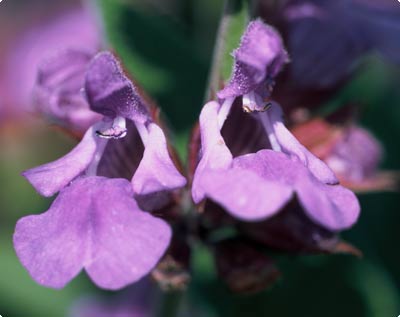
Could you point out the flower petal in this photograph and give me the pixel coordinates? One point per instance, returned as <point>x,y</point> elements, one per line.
<point>244,194</point>
<point>96,224</point>
<point>215,155</point>
<point>58,89</point>
<point>50,178</point>
<point>110,92</point>
<point>156,171</point>
<point>260,55</point>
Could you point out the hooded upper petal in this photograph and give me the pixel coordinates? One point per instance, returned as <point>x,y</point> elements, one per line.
<point>156,171</point>
<point>260,56</point>
<point>215,155</point>
<point>58,89</point>
<point>50,178</point>
<point>75,29</point>
<point>94,224</point>
<point>244,194</point>
<point>332,206</point>
<point>110,92</point>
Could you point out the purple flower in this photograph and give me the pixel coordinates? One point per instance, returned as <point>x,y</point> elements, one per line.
<point>48,63</point>
<point>258,60</point>
<point>95,222</point>
<point>255,182</point>
<point>356,155</point>
<point>139,300</point>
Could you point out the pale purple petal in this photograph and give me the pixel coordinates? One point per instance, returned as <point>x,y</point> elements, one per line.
<point>356,156</point>
<point>75,29</point>
<point>156,171</point>
<point>50,178</point>
<point>110,92</point>
<point>259,57</point>
<point>290,145</point>
<point>331,206</point>
<point>58,88</point>
<point>244,194</point>
<point>215,155</point>
<point>94,224</point>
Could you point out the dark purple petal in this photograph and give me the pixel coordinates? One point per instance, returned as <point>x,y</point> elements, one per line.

▶ _What the task asks_
Copy every row above verbatim, including the point coordinates, and leave out the pictures.

▶ _Answer to the problem_
Could you point out the flower petal in this photograph and give me the pixel coordinates? One point per instance, returned as <point>x,y</point> elements, one per line.
<point>244,194</point>
<point>96,224</point>
<point>215,155</point>
<point>58,89</point>
<point>50,178</point>
<point>110,92</point>
<point>156,171</point>
<point>260,55</point>
Could you point out the hooded upper petal in this photograph and give me the pixel coordinates? One point per instance, returned as <point>x,y</point> elements, one per line.
<point>156,171</point>
<point>260,56</point>
<point>215,155</point>
<point>58,89</point>
<point>50,178</point>
<point>75,29</point>
<point>94,224</point>
<point>244,194</point>
<point>332,206</point>
<point>110,92</point>
Could you point out the purple flower in this photograph and give me the pixel coordinates? One point per instance, returned as <point>x,y</point> elements, one per line.
<point>48,63</point>
<point>258,60</point>
<point>95,222</point>
<point>255,182</point>
<point>356,155</point>
<point>139,300</point>
Could you point out the pale purple petal in this photograph and give me the pixel coordinates? One point per instance, returned as <point>x,y</point> elements, one per line.
<point>356,156</point>
<point>75,29</point>
<point>156,171</point>
<point>50,178</point>
<point>110,92</point>
<point>259,57</point>
<point>290,145</point>
<point>331,206</point>
<point>58,88</point>
<point>244,194</point>
<point>215,155</point>
<point>94,224</point>
Could you point out the dark purple petal in this photograph and give me the pixel coordinates? One point per instance, returned as <point>x,y</point> elements, one per line.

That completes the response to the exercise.